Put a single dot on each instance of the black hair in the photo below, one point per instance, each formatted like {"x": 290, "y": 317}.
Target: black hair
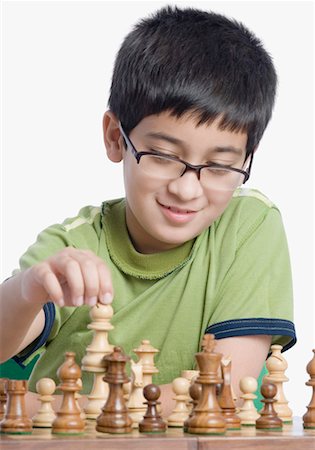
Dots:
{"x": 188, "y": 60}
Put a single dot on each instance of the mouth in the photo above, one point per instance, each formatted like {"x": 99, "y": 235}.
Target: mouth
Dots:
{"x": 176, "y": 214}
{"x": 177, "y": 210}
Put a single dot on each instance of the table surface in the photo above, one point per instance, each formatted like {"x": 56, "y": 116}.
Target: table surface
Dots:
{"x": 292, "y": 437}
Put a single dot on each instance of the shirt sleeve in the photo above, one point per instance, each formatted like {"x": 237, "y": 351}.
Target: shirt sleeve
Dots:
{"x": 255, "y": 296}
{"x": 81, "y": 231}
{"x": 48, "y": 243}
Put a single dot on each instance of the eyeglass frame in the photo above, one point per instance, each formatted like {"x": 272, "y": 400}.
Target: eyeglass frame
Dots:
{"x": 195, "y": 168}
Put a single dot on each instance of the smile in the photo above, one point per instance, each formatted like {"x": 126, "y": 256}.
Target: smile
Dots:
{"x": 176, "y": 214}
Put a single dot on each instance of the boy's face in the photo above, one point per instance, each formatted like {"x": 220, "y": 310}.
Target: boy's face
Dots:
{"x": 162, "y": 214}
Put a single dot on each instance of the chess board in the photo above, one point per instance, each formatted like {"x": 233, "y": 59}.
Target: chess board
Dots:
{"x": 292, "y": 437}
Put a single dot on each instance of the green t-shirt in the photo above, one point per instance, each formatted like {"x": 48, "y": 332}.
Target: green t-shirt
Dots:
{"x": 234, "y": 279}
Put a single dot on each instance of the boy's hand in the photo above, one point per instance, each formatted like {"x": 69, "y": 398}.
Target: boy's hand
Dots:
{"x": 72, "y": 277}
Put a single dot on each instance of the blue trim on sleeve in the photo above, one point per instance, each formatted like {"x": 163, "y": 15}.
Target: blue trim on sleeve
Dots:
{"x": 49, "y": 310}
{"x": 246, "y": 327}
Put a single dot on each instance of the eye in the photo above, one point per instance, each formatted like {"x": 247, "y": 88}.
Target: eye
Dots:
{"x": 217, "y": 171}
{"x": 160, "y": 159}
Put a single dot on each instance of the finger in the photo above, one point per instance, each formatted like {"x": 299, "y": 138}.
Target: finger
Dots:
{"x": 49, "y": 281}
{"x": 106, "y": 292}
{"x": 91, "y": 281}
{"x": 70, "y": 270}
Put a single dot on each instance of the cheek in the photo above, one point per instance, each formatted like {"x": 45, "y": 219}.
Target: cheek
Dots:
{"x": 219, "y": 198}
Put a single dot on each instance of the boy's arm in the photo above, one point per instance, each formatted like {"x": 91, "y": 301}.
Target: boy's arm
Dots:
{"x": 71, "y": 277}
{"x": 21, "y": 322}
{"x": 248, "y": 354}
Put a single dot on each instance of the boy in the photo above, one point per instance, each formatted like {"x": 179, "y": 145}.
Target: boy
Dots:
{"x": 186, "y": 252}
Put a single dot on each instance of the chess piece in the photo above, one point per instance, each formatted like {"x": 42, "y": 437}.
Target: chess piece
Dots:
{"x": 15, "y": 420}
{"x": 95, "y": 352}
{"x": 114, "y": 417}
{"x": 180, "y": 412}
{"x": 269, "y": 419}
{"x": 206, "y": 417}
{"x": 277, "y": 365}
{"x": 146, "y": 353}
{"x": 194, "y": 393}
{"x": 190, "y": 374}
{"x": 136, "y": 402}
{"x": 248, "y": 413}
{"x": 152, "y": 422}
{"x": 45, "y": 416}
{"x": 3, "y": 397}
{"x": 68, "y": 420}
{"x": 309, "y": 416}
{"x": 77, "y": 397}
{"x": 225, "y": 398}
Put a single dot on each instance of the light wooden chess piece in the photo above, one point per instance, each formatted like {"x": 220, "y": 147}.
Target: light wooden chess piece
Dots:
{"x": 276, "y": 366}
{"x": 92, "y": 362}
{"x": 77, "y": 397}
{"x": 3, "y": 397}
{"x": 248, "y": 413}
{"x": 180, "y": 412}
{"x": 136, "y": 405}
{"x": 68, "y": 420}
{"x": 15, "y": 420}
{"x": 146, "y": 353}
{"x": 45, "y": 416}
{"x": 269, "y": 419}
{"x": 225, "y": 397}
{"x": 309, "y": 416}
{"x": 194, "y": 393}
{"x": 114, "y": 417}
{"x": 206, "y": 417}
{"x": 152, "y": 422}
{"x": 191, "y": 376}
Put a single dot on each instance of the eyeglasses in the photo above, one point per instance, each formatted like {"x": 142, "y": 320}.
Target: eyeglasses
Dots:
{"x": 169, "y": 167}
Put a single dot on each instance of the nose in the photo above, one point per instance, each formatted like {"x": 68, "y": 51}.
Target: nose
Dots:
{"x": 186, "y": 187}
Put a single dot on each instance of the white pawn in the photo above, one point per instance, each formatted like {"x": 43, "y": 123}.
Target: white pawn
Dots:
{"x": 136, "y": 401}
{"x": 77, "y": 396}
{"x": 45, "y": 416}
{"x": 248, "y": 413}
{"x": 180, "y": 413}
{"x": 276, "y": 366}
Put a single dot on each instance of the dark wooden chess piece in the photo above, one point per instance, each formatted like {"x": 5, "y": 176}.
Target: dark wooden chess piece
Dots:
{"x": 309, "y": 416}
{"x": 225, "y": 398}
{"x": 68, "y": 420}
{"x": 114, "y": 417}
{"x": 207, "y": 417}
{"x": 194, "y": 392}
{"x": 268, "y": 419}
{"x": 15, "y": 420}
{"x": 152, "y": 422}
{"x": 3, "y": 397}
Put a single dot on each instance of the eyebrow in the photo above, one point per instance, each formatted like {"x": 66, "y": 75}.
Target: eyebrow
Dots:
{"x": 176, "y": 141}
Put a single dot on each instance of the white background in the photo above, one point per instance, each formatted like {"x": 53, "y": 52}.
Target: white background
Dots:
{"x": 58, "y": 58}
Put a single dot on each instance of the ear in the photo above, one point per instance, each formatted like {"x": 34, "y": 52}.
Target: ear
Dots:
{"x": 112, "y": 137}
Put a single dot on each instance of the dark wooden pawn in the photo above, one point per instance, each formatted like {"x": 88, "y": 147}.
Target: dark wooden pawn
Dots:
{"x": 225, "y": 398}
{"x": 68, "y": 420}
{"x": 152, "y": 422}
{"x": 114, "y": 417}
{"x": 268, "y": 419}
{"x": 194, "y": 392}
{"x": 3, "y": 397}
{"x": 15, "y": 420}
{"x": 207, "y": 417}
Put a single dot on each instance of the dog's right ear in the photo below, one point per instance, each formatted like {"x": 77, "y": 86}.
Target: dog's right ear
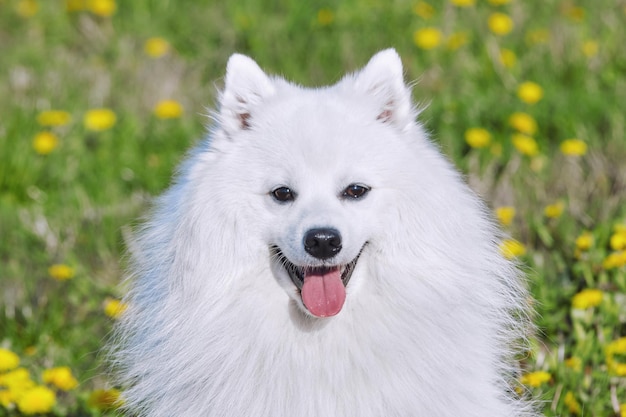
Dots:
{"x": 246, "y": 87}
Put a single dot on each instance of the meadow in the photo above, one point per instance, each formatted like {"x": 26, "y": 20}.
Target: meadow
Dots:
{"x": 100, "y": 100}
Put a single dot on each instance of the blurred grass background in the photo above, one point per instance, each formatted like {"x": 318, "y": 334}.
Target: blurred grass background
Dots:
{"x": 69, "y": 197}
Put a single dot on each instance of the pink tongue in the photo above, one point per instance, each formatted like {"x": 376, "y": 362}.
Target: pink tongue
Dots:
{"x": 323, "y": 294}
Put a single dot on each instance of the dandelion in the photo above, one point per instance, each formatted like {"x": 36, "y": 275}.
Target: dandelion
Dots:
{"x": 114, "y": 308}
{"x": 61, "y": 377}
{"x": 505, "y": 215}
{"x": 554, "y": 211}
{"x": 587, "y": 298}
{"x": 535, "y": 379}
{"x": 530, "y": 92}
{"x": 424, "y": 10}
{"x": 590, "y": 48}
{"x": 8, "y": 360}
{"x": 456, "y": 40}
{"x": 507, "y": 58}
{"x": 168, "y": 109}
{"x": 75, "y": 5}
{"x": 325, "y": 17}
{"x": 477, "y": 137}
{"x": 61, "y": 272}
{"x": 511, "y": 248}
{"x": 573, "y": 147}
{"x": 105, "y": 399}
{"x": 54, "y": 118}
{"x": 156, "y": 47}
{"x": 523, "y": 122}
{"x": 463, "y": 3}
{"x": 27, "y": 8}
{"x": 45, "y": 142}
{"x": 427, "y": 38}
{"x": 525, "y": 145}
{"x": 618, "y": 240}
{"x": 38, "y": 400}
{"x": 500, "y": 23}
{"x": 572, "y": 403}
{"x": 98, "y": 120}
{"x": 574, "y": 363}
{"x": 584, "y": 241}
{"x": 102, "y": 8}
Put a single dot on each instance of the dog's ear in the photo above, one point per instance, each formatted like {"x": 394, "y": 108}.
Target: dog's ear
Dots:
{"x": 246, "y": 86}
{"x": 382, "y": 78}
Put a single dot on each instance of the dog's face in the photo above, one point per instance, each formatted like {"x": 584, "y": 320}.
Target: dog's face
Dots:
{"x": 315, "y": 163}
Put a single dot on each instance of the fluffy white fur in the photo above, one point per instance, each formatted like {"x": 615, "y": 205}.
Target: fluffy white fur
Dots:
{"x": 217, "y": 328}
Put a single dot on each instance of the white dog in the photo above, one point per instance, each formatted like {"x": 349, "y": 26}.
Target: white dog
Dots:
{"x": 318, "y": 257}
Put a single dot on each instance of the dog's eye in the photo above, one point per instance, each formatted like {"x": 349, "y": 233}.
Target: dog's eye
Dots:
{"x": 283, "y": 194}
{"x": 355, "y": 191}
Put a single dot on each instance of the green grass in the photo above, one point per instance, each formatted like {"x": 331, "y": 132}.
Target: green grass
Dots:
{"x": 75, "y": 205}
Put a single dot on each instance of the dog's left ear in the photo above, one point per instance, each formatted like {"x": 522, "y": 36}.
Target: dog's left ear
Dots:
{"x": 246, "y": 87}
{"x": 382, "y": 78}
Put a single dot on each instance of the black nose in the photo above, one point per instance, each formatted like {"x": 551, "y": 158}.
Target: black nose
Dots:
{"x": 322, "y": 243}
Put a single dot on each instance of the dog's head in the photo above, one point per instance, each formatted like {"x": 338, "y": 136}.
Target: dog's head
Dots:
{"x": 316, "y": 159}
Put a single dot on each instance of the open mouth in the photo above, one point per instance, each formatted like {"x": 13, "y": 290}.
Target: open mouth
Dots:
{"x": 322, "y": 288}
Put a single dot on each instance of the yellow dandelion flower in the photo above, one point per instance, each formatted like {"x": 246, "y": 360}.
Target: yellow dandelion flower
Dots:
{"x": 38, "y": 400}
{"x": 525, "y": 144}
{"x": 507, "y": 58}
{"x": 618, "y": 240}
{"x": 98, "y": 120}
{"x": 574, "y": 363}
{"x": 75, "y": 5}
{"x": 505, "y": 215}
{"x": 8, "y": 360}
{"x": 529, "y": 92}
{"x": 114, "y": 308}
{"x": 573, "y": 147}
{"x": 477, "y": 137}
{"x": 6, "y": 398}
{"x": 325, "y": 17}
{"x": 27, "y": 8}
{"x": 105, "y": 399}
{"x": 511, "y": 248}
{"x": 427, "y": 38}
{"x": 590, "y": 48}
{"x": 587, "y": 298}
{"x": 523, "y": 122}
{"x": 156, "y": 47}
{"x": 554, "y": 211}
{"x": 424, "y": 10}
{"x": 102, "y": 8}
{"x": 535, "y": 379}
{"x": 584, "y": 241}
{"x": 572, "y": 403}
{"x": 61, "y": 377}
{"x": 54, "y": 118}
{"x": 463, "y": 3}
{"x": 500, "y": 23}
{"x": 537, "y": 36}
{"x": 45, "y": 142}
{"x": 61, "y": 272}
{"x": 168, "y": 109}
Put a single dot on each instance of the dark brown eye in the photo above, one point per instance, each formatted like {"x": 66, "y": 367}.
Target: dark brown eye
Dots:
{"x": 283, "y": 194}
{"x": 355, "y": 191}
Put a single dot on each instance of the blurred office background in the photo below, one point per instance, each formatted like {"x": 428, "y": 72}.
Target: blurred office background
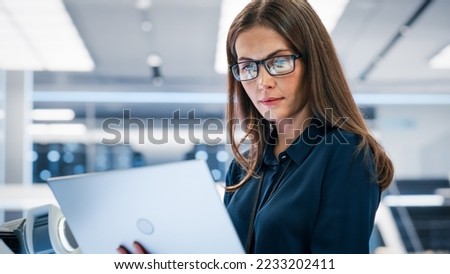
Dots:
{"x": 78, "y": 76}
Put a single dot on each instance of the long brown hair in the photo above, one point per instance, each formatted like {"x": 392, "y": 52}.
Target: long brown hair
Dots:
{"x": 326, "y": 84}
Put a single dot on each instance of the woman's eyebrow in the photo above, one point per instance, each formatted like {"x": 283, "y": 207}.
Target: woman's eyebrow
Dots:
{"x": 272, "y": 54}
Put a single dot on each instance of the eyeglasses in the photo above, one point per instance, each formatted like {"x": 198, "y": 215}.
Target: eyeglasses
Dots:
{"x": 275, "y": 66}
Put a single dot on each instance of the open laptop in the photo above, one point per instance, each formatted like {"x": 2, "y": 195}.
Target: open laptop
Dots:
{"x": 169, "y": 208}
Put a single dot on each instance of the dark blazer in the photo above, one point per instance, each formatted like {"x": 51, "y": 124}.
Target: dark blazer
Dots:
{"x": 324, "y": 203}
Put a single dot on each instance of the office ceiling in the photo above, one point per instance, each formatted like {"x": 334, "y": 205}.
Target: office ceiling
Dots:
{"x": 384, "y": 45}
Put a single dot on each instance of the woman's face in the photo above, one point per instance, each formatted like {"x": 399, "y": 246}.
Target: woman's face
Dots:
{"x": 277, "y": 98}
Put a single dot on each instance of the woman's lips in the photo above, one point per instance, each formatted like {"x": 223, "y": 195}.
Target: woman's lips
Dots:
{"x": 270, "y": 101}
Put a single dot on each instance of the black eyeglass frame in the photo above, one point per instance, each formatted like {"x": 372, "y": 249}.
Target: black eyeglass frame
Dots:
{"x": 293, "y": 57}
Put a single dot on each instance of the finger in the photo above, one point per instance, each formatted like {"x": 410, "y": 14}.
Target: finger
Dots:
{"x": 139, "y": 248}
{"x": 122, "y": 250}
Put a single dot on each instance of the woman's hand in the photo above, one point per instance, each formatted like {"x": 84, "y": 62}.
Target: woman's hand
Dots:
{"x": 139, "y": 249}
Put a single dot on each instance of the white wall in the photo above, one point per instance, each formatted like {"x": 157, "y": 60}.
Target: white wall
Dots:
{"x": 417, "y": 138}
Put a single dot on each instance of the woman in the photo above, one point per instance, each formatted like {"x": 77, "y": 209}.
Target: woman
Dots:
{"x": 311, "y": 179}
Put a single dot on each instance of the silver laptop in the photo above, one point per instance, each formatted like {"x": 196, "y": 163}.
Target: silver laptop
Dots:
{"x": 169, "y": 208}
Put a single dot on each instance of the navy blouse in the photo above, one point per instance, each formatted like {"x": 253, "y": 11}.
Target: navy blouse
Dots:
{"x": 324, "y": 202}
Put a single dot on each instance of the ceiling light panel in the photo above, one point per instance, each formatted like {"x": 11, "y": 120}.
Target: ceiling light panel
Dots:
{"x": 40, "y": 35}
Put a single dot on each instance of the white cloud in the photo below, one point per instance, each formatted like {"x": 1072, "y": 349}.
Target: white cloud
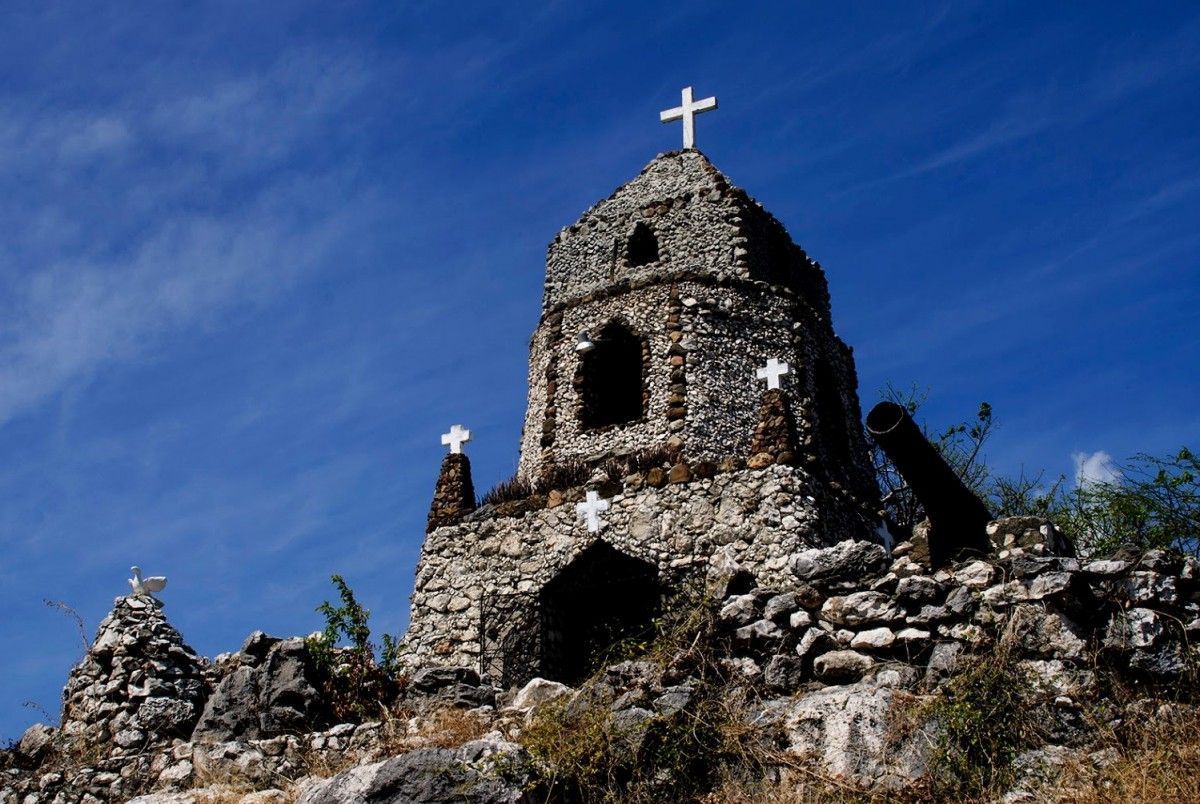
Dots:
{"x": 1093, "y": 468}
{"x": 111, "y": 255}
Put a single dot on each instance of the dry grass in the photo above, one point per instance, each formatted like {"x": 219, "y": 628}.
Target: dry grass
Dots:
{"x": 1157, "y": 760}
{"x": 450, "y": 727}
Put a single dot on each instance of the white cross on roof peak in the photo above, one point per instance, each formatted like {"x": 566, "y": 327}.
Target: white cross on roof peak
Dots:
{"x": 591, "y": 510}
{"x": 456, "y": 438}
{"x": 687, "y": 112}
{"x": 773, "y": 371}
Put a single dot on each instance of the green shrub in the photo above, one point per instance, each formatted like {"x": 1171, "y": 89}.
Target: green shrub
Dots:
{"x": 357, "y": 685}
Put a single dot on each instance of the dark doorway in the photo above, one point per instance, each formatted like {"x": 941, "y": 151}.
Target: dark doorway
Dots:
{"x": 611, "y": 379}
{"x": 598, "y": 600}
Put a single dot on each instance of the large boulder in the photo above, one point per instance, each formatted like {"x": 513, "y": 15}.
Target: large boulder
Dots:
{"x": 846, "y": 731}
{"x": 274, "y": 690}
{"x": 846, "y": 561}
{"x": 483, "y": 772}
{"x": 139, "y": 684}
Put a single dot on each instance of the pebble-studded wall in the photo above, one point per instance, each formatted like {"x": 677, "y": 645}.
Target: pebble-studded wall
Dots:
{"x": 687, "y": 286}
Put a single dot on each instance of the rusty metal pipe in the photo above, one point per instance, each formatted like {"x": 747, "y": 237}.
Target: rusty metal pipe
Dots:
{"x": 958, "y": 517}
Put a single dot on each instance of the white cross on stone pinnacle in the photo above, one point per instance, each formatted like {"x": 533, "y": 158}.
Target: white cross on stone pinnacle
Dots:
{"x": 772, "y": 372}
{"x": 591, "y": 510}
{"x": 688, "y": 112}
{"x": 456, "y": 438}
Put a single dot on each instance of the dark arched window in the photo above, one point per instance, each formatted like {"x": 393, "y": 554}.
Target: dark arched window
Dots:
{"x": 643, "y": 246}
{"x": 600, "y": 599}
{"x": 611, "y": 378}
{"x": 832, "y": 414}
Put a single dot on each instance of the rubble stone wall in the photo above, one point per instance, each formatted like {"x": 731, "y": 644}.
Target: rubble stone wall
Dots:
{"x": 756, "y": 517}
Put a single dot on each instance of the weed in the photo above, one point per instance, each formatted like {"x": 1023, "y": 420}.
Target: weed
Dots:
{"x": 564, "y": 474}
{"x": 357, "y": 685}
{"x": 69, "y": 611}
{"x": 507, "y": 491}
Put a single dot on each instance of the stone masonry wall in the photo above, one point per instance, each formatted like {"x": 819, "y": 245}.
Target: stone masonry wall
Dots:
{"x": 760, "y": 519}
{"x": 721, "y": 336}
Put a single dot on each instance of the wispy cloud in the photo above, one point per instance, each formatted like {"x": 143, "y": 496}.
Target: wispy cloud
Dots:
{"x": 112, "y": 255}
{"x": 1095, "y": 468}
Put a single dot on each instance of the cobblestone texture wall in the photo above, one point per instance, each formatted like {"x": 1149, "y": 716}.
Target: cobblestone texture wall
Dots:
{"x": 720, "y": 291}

################

Write out the lines above, starting at the line that contains "Put a single dot on each instance of the rubble" and ending with the final line, and nothing else; copy them exactly.

#### [Solution to this exercise]
Put a single dot on each instance of the rubble stone wall in the photo above, one point per instance, each formatted like {"x": 731, "y": 644}.
Target: rubble stone wall
Dots:
{"x": 756, "y": 517}
Put a single dot on each instance of the weed in the photo above, one point per instance, each formatted like {"x": 1023, "y": 420}.
Target: weed
Dots:
{"x": 564, "y": 474}
{"x": 357, "y": 685}
{"x": 69, "y": 611}
{"x": 507, "y": 491}
Put a single dot on each instance of the stone masonry wall in the photo above, one point per instance, each formatted like {"x": 819, "y": 245}.
Target: stone masonry wall
Dots:
{"x": 760, "y": 519}
{"x": 721, "y": 336}
Put a single dot on each instance of the wispy cloud in the photo above, one point per instance, each formatted like {"x": 143, "y": 496}.
Target: wispy cloud
Dots:
{"x": 112, "y": 255}
{"x": 1095, "y": 468}
Put a single dot on each instance of the cobblestone texture wall in the photo above, one point per instance, each formatted like {"x": 1149, "y": 716}.
Target: cobblestone texture wall
Dots:
{"x": 720, "y": 291}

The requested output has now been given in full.